⟨
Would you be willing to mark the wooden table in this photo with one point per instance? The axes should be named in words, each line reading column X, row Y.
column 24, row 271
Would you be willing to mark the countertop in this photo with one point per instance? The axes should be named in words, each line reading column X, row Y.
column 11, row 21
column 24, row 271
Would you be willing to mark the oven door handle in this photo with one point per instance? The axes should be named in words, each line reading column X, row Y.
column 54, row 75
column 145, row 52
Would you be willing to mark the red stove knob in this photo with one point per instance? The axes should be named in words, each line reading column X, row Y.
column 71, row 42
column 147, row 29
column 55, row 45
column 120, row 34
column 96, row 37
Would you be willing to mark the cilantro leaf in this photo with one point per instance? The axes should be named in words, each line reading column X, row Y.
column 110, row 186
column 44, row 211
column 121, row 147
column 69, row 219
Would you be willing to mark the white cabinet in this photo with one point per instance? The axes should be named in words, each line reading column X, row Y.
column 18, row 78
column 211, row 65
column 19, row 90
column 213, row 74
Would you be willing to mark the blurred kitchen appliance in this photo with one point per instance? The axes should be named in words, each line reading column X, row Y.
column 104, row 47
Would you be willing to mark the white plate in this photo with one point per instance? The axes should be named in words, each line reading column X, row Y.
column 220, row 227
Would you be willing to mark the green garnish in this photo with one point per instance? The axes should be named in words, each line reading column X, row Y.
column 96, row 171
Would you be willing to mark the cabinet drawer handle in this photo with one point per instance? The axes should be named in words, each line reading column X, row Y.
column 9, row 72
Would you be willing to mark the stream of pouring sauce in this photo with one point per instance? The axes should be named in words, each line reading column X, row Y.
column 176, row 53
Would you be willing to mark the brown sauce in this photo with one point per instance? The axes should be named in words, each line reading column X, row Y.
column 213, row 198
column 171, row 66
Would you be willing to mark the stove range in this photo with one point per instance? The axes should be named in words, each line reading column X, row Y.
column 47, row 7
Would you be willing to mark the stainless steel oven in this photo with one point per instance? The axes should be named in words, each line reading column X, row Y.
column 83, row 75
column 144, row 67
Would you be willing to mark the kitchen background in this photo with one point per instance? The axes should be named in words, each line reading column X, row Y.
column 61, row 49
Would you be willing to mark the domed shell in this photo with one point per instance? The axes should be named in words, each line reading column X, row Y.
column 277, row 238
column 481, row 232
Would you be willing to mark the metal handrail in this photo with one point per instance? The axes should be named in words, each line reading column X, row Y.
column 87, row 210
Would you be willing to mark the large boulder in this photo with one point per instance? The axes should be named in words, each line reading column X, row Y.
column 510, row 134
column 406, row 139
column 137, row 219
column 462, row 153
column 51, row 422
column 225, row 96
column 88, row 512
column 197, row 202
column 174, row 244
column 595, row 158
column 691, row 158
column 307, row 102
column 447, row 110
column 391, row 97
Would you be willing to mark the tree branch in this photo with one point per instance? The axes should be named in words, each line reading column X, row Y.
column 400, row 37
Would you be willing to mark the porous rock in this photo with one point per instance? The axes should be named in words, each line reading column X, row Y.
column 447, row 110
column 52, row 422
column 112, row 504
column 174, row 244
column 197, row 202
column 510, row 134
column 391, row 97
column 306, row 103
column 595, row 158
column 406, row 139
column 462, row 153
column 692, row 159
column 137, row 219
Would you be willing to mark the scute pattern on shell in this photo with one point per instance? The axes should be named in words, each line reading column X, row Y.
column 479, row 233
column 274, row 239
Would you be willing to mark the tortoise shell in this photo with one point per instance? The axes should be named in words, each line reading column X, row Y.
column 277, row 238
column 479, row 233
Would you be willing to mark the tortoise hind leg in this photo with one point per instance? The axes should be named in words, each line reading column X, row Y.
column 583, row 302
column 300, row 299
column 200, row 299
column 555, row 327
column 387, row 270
⟩
:: AIM ::
Arrange every line of the items above as a Markdown table with two columns, Number and Line. Number the rows in order and leave out blank lines.

:: IN RESPONSE ::
| Number | Line |
|---|---|
| 1 | Would you be willing to mark the wooden table in this photo with one point per instance? The axes should be named in words, each line reading column X, row Y. |
| 2 | column 24, row 271 |
| 3 | Would you be willing to mark the countertop in this photo with one point per instance? The axes should be named in words, each line reading column X, row Y. |
| 4 | column 11, row 21 |
| 5 | column 24, row 271 |
| 6 | Would you be willing to mark the oven door handle in this photo with one point per instance? The axes should be named in words, each line reading column X, row Y. |
| 7 | column 54, row 75 |
| 8 | column 145, row 52 |
| 9 | Would you be willing to mark the red stove knob in this photo with one point per instance? The axes should be named in words, each line reading column X, row Y. |
| 10 | column 71, row 42 |
| 11 | column 147, row 29 |
| 12 | column 55, row 45 |
| 13 | column 120, row 34 |
| 14 | column 96, row 37 |
| 15 | Would you be willing to mark the cilantro leaf in this photo with one point per instance? The axes should be named in words, each line reading column X, row Y. |
| 16 | column 110, row 186 |
| 17 | column 44, row 211 |
| 18 | column 121, row 147 |
| 19 | column 69, row 219 |
| 20 | Would you be willing to mark the white cabinet in this photo with one point per instance? The axes should be named in words, each line reading column X, row Y. |
| 21 | column 18, row 78 |
| 22 | column 211, row 65 |
| 23 | column 19, row 90 |
| 24 | column 213, row 74 |
| 25 | Would you be willing to mark the blurred kitchen appliance in this photo with one point per instance? The axes should be named in words, each line reading column X, row Y. |
| 26 | column 104, row 47 |
| 27 | Would you be willing to mark the white plate in this photo with one point per instance? The axes should be named in words, each line reading column X, row Y. |
| 28 | column 220, row 227 |
| 29 | Would you be willing to mark the green garnish in this photo with one point per instance? The axes should be named in words, each line reading column X, row Y. |
| 30 | column 96, row 171 |
| 31 | Would you be willing to mark the cabinet drawer handle in this photo with one point per instance? The axes should be named in words, each line reading column X, row Y. |
| 32 | column 9, row 72 |
| 33 | Would you be willing to mark the stream of pouring sauce in this photo with one point per instance? The axes should be named in words, each line reading column X, row Y. |
| 34 | column 176, row 53 |
| 35 | Would you be willing to mark the brown sauce in this photo with one point per instance? The axes should be named in words, each line reading column X, row Y. |
| 36 | column 213, row 198 |
| 37 | column 171, row 66 |
| 38 | Would you be willing to mark the stove range in this photo with one point per instance? The axes should be named in words, each line reading column X, row Y. |
| 39 | column 47, row 7 |
| 40 | Would you be willing to mark the stainless steel oven in this photo with one point per instance? The axes should be named in words, each line reading column X, row Y. |
| 41 | column 83, row 75 |
| 42 | column 144, row 67 |
| 43 | Would you be willing to mark the kitchen background in this photo with one point per instance? The axes should be named in words, each line reading column X, row Y. |
| 44 | column 61, row 49 |
| 45 | Would you be willing to mark the domed shell in this photo with one point per instance? The axes should be named in words, each line reading column X, row Y. |
| 46 | column 277, row 238 |
| 47 | column 481, row 232 |
| 48 | Would you be willing to mark the metal handrail in this photo with one point per instance? The axes should be named in words, each line reading column X, row Y. |
| 49 | column 87, row 210 |
| 50 | Would you be willing to mark the large boulder in this photo with one point per instance? The axes should be named in words, each line reading column X, row Y. |
| 51 | column 510, row 134 |
| 52 | column 406, row 139 |
| 53 | column 137, row 219 |
| 54 | column 462, row 153 |
| 55 | column 51, row 422 |
| 56 | column 225, row 96 |
| 57 | column 88, row 512 |
| 58 | column 197, row 202 |
| 59 | column 174, row 244 |
| 60 | column 595, row 158 |
| 61 | column 691, row 158 |
| 62 | column 307, row 102 |
| 63 | column 447, row 110 |
| 64 | column 391, row 97 |
| 65 | Would you be willing to mark the tree branch in this photo with one point per instance? The axes should be named in words, each line reading column X, row Y. |
| 66 | column 400, row 37 |
| 67 | Would you be willing to mark the porous rock in this photo with one point per instance? The axes should be named in words, each line reading column X, row Y. |
| 68 | column 447, row 110 |
| 69 | column 52, row 422 |
| 70 | column 112, row 504 |
| 71 | column 174, row 244 |
| 72 | column 197, row 202 |
| 73 | column 510, row 134 |
| 74 | column 391, row 97 |
| 75 | column 306, row 103 |
| 76 | column 595, row 158 |
| 77 | column 406, row 139 |
| 78 | column 462, row 153 |
| 79 | column 692, row 159 |
| 80 | column 137, row 219 |
| 81 | Would you be willing to mark the scute pattern on shell in this photo with one point per instance? The axes should be named in words, each line reading column X, row Y. |
| 82 | column 479, row 233 |
| 83 | column 274, row 239 |
| 84 | Would you be willing to mark the tortoise shell in this photo with one point per instance? The axes should be named in words, each line reading column X, row Y. |
| 85 | column 277, row 238 |
| 86 | column 479, row 233 |
| 87 | Would you be willing to mark the tortoise hind leg in this photo with one point per instance? The axes should be named in words, each line reading column X, row Y. |
| 88 | column 583, row 302 |
| 89 | column 300, row 299 |
| 90 | column 200, row 299 |
| 91 | column 555, row 327 |
| 92 | column 387, row 270 |